- SET EXERCISE: Return each line in the records below that contains the string "boat", copied in full. Case counts, so a line with a different capitalization doesn't match.
============================================================
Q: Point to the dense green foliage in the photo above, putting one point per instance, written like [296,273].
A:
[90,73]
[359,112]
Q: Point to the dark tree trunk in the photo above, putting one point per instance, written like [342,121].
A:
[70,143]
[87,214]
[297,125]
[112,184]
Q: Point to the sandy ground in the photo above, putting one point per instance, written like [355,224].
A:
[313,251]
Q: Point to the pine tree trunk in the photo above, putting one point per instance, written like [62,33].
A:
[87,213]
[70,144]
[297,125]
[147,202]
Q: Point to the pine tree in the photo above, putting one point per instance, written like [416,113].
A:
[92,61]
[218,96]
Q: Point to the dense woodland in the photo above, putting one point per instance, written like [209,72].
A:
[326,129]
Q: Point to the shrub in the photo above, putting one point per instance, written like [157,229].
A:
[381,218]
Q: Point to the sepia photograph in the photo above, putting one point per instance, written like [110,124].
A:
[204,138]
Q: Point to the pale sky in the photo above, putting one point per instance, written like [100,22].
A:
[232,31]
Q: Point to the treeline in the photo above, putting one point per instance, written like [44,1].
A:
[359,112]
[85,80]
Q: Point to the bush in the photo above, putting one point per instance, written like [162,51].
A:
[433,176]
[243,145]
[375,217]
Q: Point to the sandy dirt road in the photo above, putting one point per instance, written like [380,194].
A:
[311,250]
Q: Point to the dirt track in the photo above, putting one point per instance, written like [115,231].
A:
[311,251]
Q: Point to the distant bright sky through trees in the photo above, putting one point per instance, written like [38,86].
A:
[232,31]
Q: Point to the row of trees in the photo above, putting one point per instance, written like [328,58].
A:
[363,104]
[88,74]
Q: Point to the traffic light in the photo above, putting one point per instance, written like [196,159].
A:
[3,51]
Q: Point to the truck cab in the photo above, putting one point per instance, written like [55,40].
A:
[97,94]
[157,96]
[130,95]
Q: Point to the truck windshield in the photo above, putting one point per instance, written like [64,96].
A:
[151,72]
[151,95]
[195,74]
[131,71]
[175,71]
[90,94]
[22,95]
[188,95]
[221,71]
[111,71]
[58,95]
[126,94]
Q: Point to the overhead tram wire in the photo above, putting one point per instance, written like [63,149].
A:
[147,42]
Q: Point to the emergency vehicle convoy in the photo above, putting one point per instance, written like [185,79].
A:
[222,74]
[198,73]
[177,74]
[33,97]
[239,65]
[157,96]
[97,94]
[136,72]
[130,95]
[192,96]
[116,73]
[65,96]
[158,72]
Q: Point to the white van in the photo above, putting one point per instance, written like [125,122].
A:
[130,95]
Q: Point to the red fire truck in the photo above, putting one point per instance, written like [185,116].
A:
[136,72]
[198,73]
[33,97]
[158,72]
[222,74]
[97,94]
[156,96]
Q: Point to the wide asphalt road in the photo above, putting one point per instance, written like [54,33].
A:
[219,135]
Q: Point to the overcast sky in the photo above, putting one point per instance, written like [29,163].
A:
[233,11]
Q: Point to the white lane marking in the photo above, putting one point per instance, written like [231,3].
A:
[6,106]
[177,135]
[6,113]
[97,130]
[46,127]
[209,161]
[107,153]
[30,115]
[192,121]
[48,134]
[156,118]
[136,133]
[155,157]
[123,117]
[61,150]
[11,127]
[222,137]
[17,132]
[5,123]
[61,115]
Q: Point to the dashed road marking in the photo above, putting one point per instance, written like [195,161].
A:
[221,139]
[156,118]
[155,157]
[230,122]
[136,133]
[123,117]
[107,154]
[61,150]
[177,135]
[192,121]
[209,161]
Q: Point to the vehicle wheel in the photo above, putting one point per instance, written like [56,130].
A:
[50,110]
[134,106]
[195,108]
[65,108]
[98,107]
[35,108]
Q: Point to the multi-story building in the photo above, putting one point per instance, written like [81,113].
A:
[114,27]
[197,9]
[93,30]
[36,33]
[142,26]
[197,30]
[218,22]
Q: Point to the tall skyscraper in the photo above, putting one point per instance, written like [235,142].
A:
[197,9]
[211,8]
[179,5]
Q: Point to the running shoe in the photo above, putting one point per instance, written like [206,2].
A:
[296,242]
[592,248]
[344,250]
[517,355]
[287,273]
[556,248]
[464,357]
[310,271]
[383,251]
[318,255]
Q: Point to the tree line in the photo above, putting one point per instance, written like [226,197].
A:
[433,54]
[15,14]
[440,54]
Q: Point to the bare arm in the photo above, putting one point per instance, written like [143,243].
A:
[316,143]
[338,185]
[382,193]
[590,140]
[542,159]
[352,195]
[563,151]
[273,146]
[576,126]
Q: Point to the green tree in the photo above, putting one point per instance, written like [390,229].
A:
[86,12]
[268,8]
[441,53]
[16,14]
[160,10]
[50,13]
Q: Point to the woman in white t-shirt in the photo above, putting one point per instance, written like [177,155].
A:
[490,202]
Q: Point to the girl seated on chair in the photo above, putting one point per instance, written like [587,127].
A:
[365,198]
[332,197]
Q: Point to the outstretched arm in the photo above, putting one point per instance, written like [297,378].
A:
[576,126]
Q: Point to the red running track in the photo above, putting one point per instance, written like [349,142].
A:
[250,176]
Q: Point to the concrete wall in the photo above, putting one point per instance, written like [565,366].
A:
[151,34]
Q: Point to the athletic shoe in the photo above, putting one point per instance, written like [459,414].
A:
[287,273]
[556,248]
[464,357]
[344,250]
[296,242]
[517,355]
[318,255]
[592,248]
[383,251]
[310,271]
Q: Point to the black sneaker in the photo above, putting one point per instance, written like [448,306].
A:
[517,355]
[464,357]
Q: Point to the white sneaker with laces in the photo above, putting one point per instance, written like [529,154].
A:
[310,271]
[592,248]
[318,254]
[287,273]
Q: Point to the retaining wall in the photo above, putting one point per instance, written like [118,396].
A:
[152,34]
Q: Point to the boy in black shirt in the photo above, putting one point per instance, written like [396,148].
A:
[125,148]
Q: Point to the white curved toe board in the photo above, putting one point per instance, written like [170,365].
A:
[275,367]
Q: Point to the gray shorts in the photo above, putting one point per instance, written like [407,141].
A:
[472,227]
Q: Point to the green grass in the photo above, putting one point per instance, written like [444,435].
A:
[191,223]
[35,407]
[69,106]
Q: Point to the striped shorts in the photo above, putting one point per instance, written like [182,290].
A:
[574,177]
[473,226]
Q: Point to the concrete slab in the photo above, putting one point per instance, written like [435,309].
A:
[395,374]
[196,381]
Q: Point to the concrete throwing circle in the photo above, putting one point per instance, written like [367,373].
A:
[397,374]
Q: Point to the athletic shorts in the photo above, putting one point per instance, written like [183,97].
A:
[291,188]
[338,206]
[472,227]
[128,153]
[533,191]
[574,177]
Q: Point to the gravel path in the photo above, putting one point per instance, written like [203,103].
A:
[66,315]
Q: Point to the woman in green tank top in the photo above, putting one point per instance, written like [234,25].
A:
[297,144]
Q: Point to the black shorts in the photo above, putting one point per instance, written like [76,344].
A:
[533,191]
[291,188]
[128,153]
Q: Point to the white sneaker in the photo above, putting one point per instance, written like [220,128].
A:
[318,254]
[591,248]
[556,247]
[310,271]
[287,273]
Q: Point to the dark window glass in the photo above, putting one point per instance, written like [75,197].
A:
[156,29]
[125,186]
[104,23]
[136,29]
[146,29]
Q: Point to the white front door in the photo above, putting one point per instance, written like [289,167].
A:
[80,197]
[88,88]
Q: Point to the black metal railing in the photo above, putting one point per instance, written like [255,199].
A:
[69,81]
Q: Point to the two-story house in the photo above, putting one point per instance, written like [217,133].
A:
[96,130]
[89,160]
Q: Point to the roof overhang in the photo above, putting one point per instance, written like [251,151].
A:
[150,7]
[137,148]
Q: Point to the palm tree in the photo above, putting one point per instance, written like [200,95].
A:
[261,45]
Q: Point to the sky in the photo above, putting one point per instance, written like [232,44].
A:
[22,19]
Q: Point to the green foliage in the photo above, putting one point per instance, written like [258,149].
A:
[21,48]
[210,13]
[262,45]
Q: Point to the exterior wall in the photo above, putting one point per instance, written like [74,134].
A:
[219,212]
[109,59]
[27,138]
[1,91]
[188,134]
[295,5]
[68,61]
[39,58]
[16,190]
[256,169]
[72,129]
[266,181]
============================================================
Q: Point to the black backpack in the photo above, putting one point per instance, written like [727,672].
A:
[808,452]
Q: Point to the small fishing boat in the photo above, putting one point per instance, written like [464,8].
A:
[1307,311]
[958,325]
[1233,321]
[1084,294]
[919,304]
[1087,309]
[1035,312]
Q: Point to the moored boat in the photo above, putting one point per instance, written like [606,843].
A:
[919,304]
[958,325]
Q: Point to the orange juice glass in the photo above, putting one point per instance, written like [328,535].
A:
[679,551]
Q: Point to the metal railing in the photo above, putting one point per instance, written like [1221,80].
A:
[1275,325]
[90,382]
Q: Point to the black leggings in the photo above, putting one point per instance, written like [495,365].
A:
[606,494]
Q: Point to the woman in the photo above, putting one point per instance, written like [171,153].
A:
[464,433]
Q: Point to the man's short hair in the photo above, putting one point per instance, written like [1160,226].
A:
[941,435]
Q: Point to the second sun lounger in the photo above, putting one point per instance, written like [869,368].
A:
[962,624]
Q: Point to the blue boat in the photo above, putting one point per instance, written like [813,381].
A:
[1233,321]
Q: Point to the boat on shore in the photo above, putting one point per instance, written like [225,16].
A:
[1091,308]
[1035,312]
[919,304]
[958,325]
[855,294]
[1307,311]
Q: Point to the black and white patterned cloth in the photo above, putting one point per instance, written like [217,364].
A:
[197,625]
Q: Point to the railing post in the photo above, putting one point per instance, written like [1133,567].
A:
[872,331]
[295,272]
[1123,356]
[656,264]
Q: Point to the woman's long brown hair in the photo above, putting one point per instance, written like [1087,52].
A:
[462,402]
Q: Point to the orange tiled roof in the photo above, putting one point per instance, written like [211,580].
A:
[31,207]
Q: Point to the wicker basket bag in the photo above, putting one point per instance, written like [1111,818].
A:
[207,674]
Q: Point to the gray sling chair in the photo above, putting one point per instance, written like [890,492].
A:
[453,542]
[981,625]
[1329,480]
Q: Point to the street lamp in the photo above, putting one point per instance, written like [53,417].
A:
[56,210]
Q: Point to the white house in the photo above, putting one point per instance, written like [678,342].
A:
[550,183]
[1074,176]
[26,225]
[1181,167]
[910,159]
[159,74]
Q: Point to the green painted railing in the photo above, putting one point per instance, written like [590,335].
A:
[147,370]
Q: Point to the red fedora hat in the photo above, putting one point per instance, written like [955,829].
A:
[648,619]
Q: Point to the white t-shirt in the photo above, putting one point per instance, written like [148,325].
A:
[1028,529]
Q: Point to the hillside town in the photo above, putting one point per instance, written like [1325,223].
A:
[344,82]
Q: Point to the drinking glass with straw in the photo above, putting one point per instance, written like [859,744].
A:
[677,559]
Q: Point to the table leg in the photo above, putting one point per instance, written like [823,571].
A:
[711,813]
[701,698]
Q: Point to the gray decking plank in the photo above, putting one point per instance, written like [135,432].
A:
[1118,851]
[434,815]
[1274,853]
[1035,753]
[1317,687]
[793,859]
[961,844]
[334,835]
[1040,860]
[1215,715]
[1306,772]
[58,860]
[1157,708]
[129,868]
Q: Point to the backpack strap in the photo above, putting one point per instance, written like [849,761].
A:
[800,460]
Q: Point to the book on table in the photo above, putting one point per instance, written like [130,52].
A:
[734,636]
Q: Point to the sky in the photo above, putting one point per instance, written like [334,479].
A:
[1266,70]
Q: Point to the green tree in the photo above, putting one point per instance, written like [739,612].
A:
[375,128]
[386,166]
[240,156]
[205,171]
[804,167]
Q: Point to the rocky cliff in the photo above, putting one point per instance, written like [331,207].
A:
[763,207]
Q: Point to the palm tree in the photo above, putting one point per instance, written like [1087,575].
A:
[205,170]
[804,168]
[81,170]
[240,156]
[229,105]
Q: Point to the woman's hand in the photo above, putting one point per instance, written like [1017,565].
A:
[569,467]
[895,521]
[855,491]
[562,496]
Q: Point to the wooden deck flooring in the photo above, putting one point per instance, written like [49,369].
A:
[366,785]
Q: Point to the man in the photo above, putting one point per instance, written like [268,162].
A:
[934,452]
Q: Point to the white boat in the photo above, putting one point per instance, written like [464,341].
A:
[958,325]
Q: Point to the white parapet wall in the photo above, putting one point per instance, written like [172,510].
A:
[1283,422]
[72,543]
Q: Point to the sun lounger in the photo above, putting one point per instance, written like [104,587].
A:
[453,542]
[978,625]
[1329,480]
============================================================
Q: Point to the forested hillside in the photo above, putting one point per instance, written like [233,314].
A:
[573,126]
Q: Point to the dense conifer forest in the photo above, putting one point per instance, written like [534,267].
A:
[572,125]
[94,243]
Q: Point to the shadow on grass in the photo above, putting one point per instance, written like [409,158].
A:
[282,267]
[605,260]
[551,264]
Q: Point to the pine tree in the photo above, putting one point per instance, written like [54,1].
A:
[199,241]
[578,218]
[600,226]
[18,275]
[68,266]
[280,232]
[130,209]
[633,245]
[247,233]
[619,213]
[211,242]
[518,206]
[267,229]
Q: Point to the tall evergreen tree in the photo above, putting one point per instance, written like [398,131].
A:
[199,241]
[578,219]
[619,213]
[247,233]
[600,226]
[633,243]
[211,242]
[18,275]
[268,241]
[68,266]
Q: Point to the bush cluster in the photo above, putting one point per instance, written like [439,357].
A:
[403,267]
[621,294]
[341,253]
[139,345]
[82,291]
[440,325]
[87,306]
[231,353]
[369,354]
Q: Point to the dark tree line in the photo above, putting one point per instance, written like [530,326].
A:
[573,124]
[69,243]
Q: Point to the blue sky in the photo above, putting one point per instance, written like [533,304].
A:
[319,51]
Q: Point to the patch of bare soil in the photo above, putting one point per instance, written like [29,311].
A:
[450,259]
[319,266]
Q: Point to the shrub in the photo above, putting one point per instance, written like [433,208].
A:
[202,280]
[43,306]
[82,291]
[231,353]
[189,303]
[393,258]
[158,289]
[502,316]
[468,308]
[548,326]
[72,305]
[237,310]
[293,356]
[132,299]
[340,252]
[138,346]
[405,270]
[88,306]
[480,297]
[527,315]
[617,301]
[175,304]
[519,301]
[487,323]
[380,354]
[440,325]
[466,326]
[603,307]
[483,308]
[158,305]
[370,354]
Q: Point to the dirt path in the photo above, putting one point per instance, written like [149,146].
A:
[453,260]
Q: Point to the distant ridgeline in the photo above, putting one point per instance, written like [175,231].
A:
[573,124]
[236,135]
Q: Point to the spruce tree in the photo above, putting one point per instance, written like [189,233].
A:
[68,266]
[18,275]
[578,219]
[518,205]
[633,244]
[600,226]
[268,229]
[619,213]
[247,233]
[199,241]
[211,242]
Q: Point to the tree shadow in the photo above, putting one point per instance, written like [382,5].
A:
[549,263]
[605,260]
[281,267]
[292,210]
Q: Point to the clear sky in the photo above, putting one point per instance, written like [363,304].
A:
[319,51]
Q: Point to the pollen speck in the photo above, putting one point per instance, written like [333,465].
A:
============================================================
- TASK OUTPUT:
Q: Point to the small fishing boat in the photo above, putting one point per instance, written like [464,8].
Q: Point to the moored boat in the photo above, putting one point per instance, written like [606,843].
Q: Point to the blue boat in the photo above, putting one point per instance, written like [813,381].
Q: Point to the boat on shore in the photo above, putting one point per instance, written like [225,16].
Q: Point to the white boat in the photo above, putting one point per instance, written like [464,341].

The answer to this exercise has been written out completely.